▶ **Stated goal a**:
Return the part of the RWKV finetuning notebook starting at "role = get_execution_role()" and ending at "use custom dataset.", copied word for word.

──────── Passage to read

# RWKV SageMaker Finetuning

This is a sample code to finetune and deploy RWKV on SageMaker.

In [None]:
!pip install transformers

In [None]:
import sagemaker, boto3, json, os
import pandas as pd
import numpy as np
from sagemaker import get_execution_role
from sagemaker.pytorch.model import PyTorchModel
from sagemaker.huggingface import HuggingFace

role = get_execution_role()
region = boto3.Session().region_name
sess = sagemaker.Session()
bucket = sess.default_bucket()

sagemaker.__version__

## Download and Tokenize Dataset

We will use Databricks-dolly-15k as sample dataset to finetune the model. (License: [Creative Commons Attribution-ShareAlike 3.0 Unported License](https://creativecommons.org/licenses/by-sa/3.0/legalcode))

You may also choose to use custom dataset.

────────────────

▶ **Stated goal b**:
Collect every line in the entries below that contains the string "each". Case counts when matching.

──────── Entries shown

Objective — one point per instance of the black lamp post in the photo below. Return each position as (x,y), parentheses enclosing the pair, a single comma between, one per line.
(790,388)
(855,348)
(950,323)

────────────────
──────── Entries shown

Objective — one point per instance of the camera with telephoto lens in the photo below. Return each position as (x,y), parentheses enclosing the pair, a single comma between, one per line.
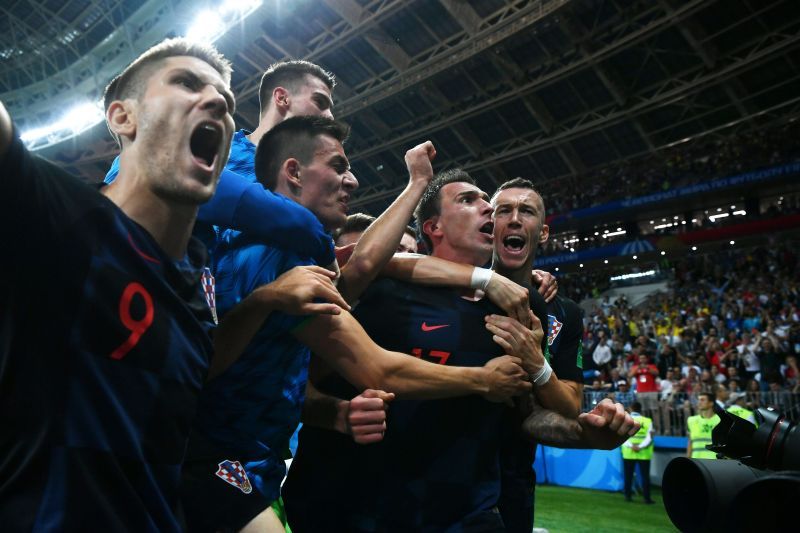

────────────────
──────── Entries shown

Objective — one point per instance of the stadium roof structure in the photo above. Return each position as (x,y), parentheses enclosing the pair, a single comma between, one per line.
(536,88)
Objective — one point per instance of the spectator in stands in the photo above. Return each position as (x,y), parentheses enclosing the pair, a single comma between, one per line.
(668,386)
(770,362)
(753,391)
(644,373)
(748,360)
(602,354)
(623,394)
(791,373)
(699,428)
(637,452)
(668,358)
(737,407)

────────────────

▶ **Final answer a**:
role = get_execution_role()
region = boto3.Session().region_name
sess = sagemaker.Session()
bucket = sess.default_bucket()

sagemaker.__version__

## Download and Tokenize Dataset

We will use Databricks-dolly-15k as sample dataset to finetune the model. (License: [Creative Commons Attribution-ShareAlike 3.0 Unported License](https://creativecommons.org/licenses/by-sa/3.0/legalcode))

You may also choose to use custom dataset.

▶ **Final answer b**:
Objective — one point per instance of the black lamp post in the photo below. Return each position as (x,y), parentheses enclosing the pair, a single comma between, one per line.
Objective — one point per instance of the camera with telephoto lens in the photo below. Return each position as (x,y), parentheses enclosing the pair, a single comma between, one per line.
Objective — one point per instance of the stadium roof structure in the photo above. Return each position as (x,y), parentheses enclosing the pair, a single comma between, one per line.
Objective — one point per instance of the spectator in stands in the photo above. Return each position as (x,y), parentheses enclosing the pair, a single comma between, one per line.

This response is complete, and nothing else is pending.